* EXERCISE
Which lines of the items contain the string "trim"? Pull out every such line, treating uppercase and lowercase as different.

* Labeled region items
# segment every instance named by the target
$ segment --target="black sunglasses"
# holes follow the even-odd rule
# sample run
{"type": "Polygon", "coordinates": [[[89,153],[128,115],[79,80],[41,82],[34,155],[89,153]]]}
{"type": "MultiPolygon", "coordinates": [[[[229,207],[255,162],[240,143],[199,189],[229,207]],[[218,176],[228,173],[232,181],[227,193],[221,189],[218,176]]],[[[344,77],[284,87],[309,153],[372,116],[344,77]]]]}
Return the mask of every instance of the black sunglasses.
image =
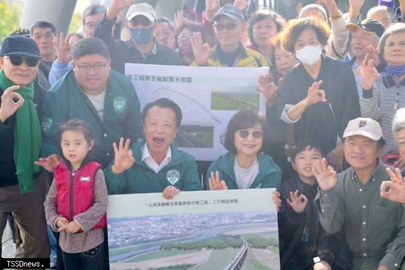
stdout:
{"type": "MultiPolygon", "coordinates": [[[[239,135],[240,137],[246,139],[249,137],[251,133],[247,129],[241,129],[239,130],[239,135]]],[[[262,130],[254,130],[251,133],[252,136],[255,139],[260,139],[263,135],[263,132],[262,130]]]]}
{"type": "Polygon", "coordinates": [[[22,62],[25,61],[27,66],[29,66],[30,68],[36,66],[39,62],[39,59],[38,58],[30,58],[20,56],[5,56],[4,58],[10,59],[10,61],[14,66],[20,66],[22,64],[22,62]]]}

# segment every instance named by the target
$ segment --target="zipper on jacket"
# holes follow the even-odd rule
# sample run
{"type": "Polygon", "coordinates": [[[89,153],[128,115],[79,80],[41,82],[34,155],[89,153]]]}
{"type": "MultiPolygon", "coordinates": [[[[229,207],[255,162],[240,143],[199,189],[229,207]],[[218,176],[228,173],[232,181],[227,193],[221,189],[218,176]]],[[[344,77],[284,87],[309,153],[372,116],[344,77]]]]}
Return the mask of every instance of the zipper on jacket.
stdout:
{"type": "Polygon", "coordinates": [[[75,179],[75,175],[76,175],[76,172],[72,170],[72,174],[71,175],[71,220],[73,220],[73,217],[75,216],[73,211],[73,183],[75,179]]]}

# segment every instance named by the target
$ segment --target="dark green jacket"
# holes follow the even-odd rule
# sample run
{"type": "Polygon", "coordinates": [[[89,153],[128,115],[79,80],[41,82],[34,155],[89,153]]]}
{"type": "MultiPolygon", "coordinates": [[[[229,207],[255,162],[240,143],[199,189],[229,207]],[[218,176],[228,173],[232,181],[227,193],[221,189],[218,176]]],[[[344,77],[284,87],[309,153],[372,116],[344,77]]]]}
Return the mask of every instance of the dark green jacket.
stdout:
{"type": "Polygon", "coordinates": [[[135,161],[129,170],[115,174],[111,171],[112,163],[104,170],[108,194],[161,193],[168,186],[183,191],[202,190],[194,157],[172,144],[172,160],[156,174],[142,161],[144,144],[142,140],[133,145],[131,149],[135,161]]]}
{"type": "MultiPolygon", "coordinates": [[[[277,188],[281,182],[281,170],[273,161],[273,158],[264,153],[258,154],[259,174],[253,180],[249,188],[277,188]]],[[[235,153],[228,152],[211,163],[207,171],[205,188],[209,189],[208,179],[211,172],[219,172],[221,180],[226,183],[228,189],[239,189],[236,183],[233,165],[235,153]]]]}
{"type": "Polygon", "coordinates": [[[73,70],[69,71],[49,90],[43,103],[41,126],[43,133],[42,156],[61,153],[57,142],[59,126],[75,118],[87,121],[95,137],[90,156],[108,165],[113,156],[112,142],[119,138],[136,142],[142,136],[140,106],[131,80],[111,70],[105,94],[104,120],[81,90],[73,70]]]}

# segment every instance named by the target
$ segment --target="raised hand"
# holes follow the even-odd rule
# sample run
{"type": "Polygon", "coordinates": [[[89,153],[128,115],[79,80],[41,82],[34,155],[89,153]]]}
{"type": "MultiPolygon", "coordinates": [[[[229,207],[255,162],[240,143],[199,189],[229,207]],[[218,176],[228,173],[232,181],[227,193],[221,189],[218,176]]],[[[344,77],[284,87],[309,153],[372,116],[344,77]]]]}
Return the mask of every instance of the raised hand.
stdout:
{"type": "Polygon", "coordinates": [[[1,95],[1,105],[0,106],[0,121],[4,122],[14,114],[19,107],[24,104],[24,98],[15,91],[20,89],[15,85],[6,89],[1,95]],[[17,100],[17,101],[14,101],[17,100]]]}
{"type": "Polygon", "coordinates": [[[259,77],[258,82],[260,89],[258,89],[258,91],[263,94],[268,104],[271,104],[276,97],[279,87],[272,82],[270,75],[259,77]]]}
{"type": "Polygon", "coordinates": [[[210,190],[224,190],[228,189],[228,186],[225,181],[221,180],[219,177],[219,172],[216,171],[215,173],[211,172],[211,177],[208,179],[210,190]]]}
{"type": "Polygon", "coordinates": [[[405,183],[401,170],[395,169],[395,172],[387,168],[387,173],[391,181],[383,181],[380,186],[381,196],[392,202],[405,204],[405,183]]]}
{"type": "Polygon", "coordinates": [[[290,198],[287,198],[287,203],[296,213],[302,213],[308,204],[308,199],[304,194],[299,194],[298,190],[290,192],[290,198]]]}
{"type": "Polygon", "coordinates": [[[167,200],[172,200],[175,195],[180,193],[180,190],[174,186],[168,186],[163,190],[162,196],[167,200]]]}
{"type": "Polygon", "coordinates": [[[308,96],[305,98],[308,105],[316,104],[320,102],[326,102],[326,94],[324,90],[319,90],[319,87],[323,82],[323,80],[315,82],[311,87],[308,89],[308,96]]]}
{"type": "Polygon", "coordinates": [[[55,39],[54,44],[57,46],[57,60],[61,63],[67,63],[73,59],[73,48],[69,45],[71,34],[65,35],[61,33],[59,40],[55,39]]]}
{"type": "Polygon", "coordinates": [[[274,202],[276,205],[276,211],[277,212],[280,211],[280,208],[281,208],[281,199],[280,199],[281,195],[280,193],[278,191],[273,191],[273,194],[272,194],[272,200],[274,202]]]}
{"type": "Polygon", "coordinates": [[[119,10],[122,10],[135,2],[135,0],[112,0],[107,8],[105,15],[109,20],[114,20],[119,10]]]}
{"type": "Polygon", "coordinates": [[[49,172],[54,172],[55,168],[61,161],[61,158],[57,153],[53,153],[47,158],[40,158],[39,160],[34,161],[34,164],[43,167],[49,172]]]}
{"type": "Polygon", "coordinates": [[[327,166],[326,159],[315,161],[315,166],[312,168],[314,176],[316,178],[319,188],[322,190],[329,190],[334,188],[337,183],[337,175],[334,170],[327,166]]]}
{"type": "Polygon", "coordinates": [[[211,56],[211,48],[208,43],[202,44],[201,33],[193,33],[190,38],[193,53],[196,63],[198,66],[205,66],[211,56]]]}
{"type": "Polygon", "coordinates": [[[114,149],[114,165],[111,167],[113,173],[119,174],[129,169],[135,163],[135,158],[132,156],[132,150],[129,149],[131,140],[127,139],[124,144],[124,138],[119,139],[119,146],[117,147],[115,142],[112,143],[114,149]]]}
{"type": "Polygon", "coordinates": [[[362,77],[364,90],[370,90],[373,87],[374,81],[380,76],[374,64],[373,59],[370,59],[368,63],[363,61],[362,65],[358,68],[358,73],[362,77]]]}
{"type": "Polygon", "coordinates": [[[175,14],[173,22],[176,27],[176,32],[178,33],[184,24],[184,12],[183,10],[177,11],[177,13],[175,14]]]}

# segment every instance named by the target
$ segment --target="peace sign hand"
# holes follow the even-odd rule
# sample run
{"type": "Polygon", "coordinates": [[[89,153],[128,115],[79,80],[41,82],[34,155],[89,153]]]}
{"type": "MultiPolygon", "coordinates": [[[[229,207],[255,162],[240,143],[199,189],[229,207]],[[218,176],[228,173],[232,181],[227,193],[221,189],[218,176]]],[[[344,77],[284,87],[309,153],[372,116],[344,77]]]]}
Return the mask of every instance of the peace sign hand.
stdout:
{"type": "Polygon", "coordinates": [[[71,34],[68,33],[65,38],[65,35],[61,33],[59,40],[55,40],[54,44],[57,46],[57,56],[59,63],[66,63],[73,59],[72,47],[69,45],[71,34]]]}
{"type": "Polygon", "coordinates": [[[115,142],[112,143],[114,148],[114,165],[111,170],[116,174],[120,174],[131,167],[135,163],[135,158],[132,156],[132,150],[129,149],[131,140],[127,139],[124,144],[124,138],[119,139],[119,146],[117,147],[115,142]]]}
{"type": "Polygon", "coordinates": [[[293,193],[290,192],[290,200],[287,198],[287,203],[296,213],[302,213],[308,204],[308,199],[304,194],[299,194],[298,190],[293,193]]]}
{"type": "Polygon", "coordinates": [[[221,180],[219,177],[219,172],[216,171],[215,173],[211,172],[211,177],[208,179],[209,183],[210,190],[225,190],[228,189],[228,186],[223,180],[221,180]]]}
{"type": "Polygon", "coordinates": [[[405,204],[405,180],[401,170],[395,169],[395,172],[387,168],[387,173],[391,181],[383,181],[380,187],[381,196],[392,202],[405,204]]]}
{"type": "Polygon", "coordinates": [[[370,59],[368,63],[363,61],[362,65],[358,68],[358,73],[362,77],[364,90],[370,90],[373,87],[374,81],[380,76],[374,63],[373,59],[370,59]]]}
{"type": "Polygon", "coordinates": [[[19,107],[24,104],[24,98],[15,91],[20,89],[20,86],[10,87],[1,95],[1,105],[0,106],[0,121],[3,123],[10,116],[14,114],[19,107]],[[16,99],[17,101],[14,101],[16,99]]]}
{"type": "Polygon", "coordinates": [[[326,102],[326,94],[325,90],[319,90],[319,87],[323,83],[323,80],[315,82],[311,87],[308,89],[308,96],[305,100],[310,106],[313,104],[319,103],[320,102],[326,102]]]}
{"type": "Polygon", "coordinates": [[[316,178],[319,188],[322,190],[329,190],[334,188],[337,183],[337,175],[334,170],[326,165],[326,159],[322,158],[315,161],[315,166],[312,168],[314,176],[316,178]]]}

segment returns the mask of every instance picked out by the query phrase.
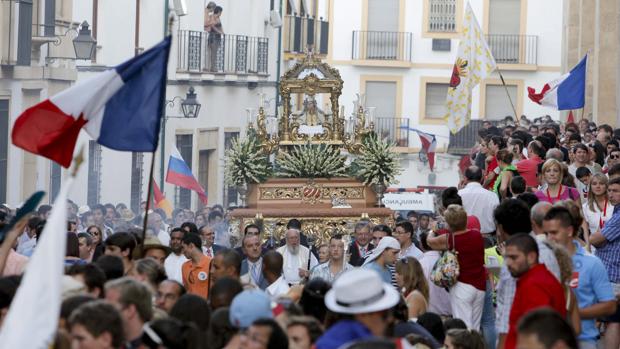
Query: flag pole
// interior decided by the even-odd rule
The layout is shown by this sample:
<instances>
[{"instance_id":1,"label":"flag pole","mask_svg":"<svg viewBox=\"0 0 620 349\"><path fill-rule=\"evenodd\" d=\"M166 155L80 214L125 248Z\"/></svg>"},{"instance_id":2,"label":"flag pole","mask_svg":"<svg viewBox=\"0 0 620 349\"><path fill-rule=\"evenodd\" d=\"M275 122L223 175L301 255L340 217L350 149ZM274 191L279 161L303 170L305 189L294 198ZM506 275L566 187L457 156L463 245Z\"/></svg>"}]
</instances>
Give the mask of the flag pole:
<instances>
[{"instance_id":1,"label":"flag pole","mask_svg":"<svg viewBox=\"0 0 620 349\"><path fill-rule=\"evenodd\" d=\"M166 32L164 30L164 38L166 37L167 34L172 35L172 26L173 25L174 25L174 14L173 14L173 12L170 12L168 14L168 31ZM162 105L164 106L164 108L163 108L163 110L164 110L163 114L164 115L162 115L160 117L164 118L164 125L165 125L165 122L166 122L166 115L165 115L166 114L166 109L165 109L165 105L166 105L165 99L166 99L166 97L165 97L165 94L164 94L164 98L163 99L164 100L162 101ZM165 137L166 137L166 135L164 134L162 138L165 138ZM163 150L164 149L162 148L162 155L163 155ZM142 222L142 243L140 244L140 250L142 250L142 251L144 251L144 240L146 239L146 228L147 228L147 225L148 225L149 209L150 209L150 206L151 206L151 201L153 200L153 181L154 181L154 179L153 179L153 172L154 172L154 169L155 169L155 152L156 151L157 151L157 149L155 149L151 153L152 156L151 156L151 169L149 171L149 186L148 186L148 192L146 194L146 206L144 207L144 221ZM162 171L163 171L163 169L162 169ZM162 183L162 185L163 185L163 183Z\"/></svg>"},{"instance_id":2,"label":"flag pole","mask_svg":"<svg viewBox=\"0 0 620 349\"><path fill-rule=\"evenodd\" d=\"M517 116L517 110L515 109L514 103L512 103L512 98L510 97L510 93L508 93L508 86L506 86L506 81L504 81L504 76L502 75L499 67L495 67L497 69L497 73L499 74L499 78L502 80L502 85L504 86L504 90L506 91L506 96L508 96L508 100L510 101L510 106L512 107L512 112L515 113L515 124L519 122L519 117Z\"/></svg>"},{"instance_id":3,"label":"flag pole","mask_svg":"<svg viewBox=\"0 0 620 349\"><path fill-rule=\"evenodd\" d=\"M148 225L149 209L151 206L151 200L153 196L153 170L155 169L155 152L151 156L151 170L149 171L149 189L146 194L146 206L144 208L144 222L142 223L142 243L141 247L144 247L144 239L146 239L146 228Z\"/></svg>"}]
</instances>

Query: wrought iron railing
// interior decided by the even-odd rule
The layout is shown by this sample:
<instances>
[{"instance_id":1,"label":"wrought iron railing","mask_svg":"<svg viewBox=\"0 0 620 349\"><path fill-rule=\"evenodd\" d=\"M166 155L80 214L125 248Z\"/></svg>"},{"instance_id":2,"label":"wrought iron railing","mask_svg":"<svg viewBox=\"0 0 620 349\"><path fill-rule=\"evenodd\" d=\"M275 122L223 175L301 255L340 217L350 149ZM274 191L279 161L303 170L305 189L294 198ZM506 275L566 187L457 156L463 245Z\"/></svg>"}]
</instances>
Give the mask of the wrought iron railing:
<instances>
[{"instance_id":1,"label":"wrought iron railing","mask_svg":"<svg viewBox=\"0 0 620 349\"><path fill-rule=\"evenodd\" d=\"M409 119L377 117L375 132L379 137L396 143L397 147L409 146Z\"/></svg>"},{"instance_id":2,"label":"wrought iron railing","mask_svg":"<svg viewBox=\"0 0 620 349\"><path fill-rule=\"evenodd\" d=\"M538 37L535 35L487 35L495 62L504 64L537 64Z\"/></svg>"},{"instance_id":3,"label":"wrought iron railing","mask_svg":"<svg viewBox=\"0 0 620 349\"><path fill-rule=\"evenodd\" d=\"M179 30L177 71L268 74L269 39Z\"/></svg>"},{"instance_id":4,"label":"wrought iron railing","mask_svg":"<svg viewBox=\"0 0 620 349\"><path fill-rule=\"evenodd\" d=\"M352 58L410 62L412 46L412 33L354 31Z\"/></svg>"},{"instance_id":5,"label":"wrought iron railing","mask_svg":"<svg viewBox=\"0 0 620 349\"><path fill-rule=\"evenodd\" d=\"M454 33L456 30L456 0L430 0L428 31Z\"/></svg>"},{"instance_id":6,"label":"wrought iron railing","mask_svg":"<svg viewBox=\"0 0 620 349\"><path fill-rule=\"evenodd\" d=\"M314 52L327 54L329 22L323 18L285 15L283 25L286 33L284 52L303 53L308 46L313 46Z\"/></svg>"}]
</instances>

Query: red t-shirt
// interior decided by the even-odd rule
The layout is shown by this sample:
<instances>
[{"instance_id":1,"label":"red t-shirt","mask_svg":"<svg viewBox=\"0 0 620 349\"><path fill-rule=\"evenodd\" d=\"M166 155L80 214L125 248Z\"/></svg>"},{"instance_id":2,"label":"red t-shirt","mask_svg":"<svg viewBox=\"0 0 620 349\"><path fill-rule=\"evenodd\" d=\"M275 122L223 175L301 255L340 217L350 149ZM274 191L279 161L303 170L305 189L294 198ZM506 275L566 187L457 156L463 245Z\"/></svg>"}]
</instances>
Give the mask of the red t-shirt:
<instances>
[{"instance_id":1,"label":"red t-shirt","mask_svg":"<svg viewBox=\"0 0 620 349\"><path fill-rule=\"evenodd\" d=\"M491 172L494 172L495 169L499 166L499 163L497 163L497 157L494 156L493 160L491 160L491 162L489 162L489 166L487 166L487 175L486 177L489 176L489 174ZM495 186L495 181L497 180L497 177L499 177L499 175L497 175L497 173L495 174L495 178L493 178L493 180L491 181L491 183L489 183L489 185L487 185L485 187L485 189L489 189L489 190L493 190L493 187Z\"/></svg>"},{"instance_id":2,"label":"red t-shirt","mask_svg":"<svg viewBox=\"0 0 620 349\"><path fill-rule=\"evenodd\" d=\"M438 235L447 234L442 229ZM448 247L452 249L452 236L448 235ZM454 235L457 259L459 260L459 282L486 291L486 269L484 268L484 241L478 230L468 230L464 234Z\"/></svg>"},{"instance_id":3,"label":"red t-shirt","mask_svg":"<svg viewBox=\"0 0 620 349\"><path fill-rule=\"evenodd\" d=\"M566 297L562 285L544 264L537 264L517 281L505 349L516 347L517 323L521 317L542 307L550 307L566 318Z\"/></svg>"},{"instance_id":4,"label":"red t-shirt","mask_svg":"<svg viewBox=\"0 0 620 349\"><path fill-rule=\"evenodd\" d=\"M531 159L525 159L517 162L517 171L519 175L525 179L525 185L528 187L538 187L538 165L542 162L542 159L536 157Z\"/></svg>"}]
</instances>

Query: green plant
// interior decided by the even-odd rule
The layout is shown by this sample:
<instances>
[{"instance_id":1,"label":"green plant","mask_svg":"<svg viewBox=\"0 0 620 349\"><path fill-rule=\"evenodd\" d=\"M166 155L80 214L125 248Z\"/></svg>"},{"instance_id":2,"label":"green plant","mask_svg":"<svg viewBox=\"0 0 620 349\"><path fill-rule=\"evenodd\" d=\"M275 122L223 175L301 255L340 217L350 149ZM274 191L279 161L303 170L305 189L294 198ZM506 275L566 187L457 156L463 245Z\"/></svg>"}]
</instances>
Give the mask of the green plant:
<instances>
[{"instance_id":1,"label":"green plant","mask_svg":"<svg viewBox=\"0 0 620 349\"><path fill-rule=\"evenodd\" d=\"M295 146L276 158L279 177L330 178L346 176L345 156L340 149L327 144Z\"/></svg>"},{"instance_id":2,"label":"green plant","mask_svg":"<svg viewBox=\"0 0 620 349\"><path fill-rule=\"evenodd\" d=\"M272 174L269 156L263 153L256 137L232 140L225 154L225 181L228 185L262 183Z\"/></svg>"},{"instance_id":3,"label":"green plant","mask_svg":"<svg viewBox=\"0 0 620 349\"><path fill-rule=\"evenodd\" d=\"M394 144L388 143L375 133L364 137L360 155L351 163L350 173L364 184L398 183L396 176L402 172Z\"/></svg>"}]
</instances>

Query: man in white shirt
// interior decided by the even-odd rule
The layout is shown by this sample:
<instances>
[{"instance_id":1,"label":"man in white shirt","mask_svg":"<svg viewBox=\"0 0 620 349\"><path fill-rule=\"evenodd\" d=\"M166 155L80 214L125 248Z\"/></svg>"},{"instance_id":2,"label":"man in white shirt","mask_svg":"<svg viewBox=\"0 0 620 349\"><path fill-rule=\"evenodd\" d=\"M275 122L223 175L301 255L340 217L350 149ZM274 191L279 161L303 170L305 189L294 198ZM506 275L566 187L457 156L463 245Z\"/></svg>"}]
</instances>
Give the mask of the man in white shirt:
<instances>
[{"instance_id":1,"label":"man in white shirt","mask_svg":"<svg viewBox=\"0 0 620 349\"><path fill-rule=\"evenodd\" d=\"M263 256L263 277L269 286L265 289L271 299L276 299L288 293L290 287L282 276L282 255L276 251L269 251Z\"/></svg>"},{"instance_id":2,"label":"man in white shirt","mask_svg":"<svg viewBox=\"0 0 620 349\"><path fill-rule=\"evenodd\" d=\"M170 246L170 235L164 229L164 226L162 223L163 223L163 220L161 216L159 215L159 213L157 212L149 213L149 217L148 217L149 228L153 229L153 232L155 233L155 237L159 239L162 245Z\"/></svg>"},{"instance_id":3,"label":"man in white shirt","mask_svg":"<svg viewBox=\"0 0 620 349\"><path fill-rule=\"evenodd\" d=\"M480 232L490 234L495 231L493 210L499 205L499 197L490 190L484 189L482 170L477 166L469 166L465 170L465 188L459 190L463 201L463 208L470 216L476 216L480 221Z\"/></svg>"},{"instance_id":4,"label":"man in white shirt","mask_svg":"<svg viewBox=\"0 0 620 349\"><path fill-rule=\"evenodd\" d=\"M172 253L166 257L164 261L164 269L168 279L178 281L183 284L183 273L181 271L183 263L187 262L187 257L183 254L183 245L181 244L185 236L185 231L181 228L174 228L170 233L170 249Z\"/></svg>"},{"instance_id":5,"label":"man in white shirt","mask_svg":"<svg viewBox=\"0 0 620 349\"><path fill-rule=\"evenodd\" d=\"M310 249L300 244L299 235L299 230L288 229L286 245L276 250L284 259L284 279L291 285L296 285L310 276L309 270L319 264Z\"/></svg>"},{"instance_id":6,"label":"man in white shirt","mask_svg":"<svg viewBox=\"0 0 620 349\"><path fill-rule=\"evenodd\" d=\"M241 283L250 284L264 290L269 286L263 277L263 258L258 235L246 235L241 241L243 254L247 257L241 262Z\"/></svg>"}]
</instances>

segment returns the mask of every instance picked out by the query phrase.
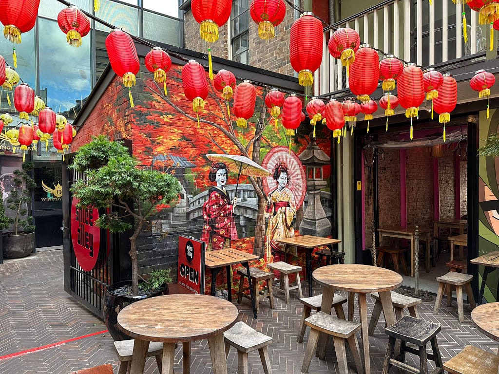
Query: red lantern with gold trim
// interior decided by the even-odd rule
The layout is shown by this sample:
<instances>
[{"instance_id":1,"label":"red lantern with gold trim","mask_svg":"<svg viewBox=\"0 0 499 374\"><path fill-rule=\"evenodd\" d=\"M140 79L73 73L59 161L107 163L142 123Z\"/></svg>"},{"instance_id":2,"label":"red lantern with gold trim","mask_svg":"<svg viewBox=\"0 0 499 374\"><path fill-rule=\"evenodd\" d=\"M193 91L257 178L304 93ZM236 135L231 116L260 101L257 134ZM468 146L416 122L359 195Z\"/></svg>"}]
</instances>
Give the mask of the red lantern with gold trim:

* FINISHED ANSWER
Query: red lantern with gold trim
[{"instance_id":1,"label":"red lantern with gold trim","mask_svg":"<svg viewBox=\"0 0 499 374\"><path fill-rule=\"evenodd\" d=\"M140 79L73 73L59 161L107 163L142 123Z\"/></svg>"},{"instance_id":2,"label":"red lantern with gold trim","mask_svg":"<svg viewBox=\"0 0 499 374\"><path fill-rule=\"evenodd\" d=\"M193 91L257 178L304 93ZM236 135L231 116L260 101L257 134ZM468 146L416 122L359 195Z\"/></svg>"}]
Give the mask of the red lantern with gold trim:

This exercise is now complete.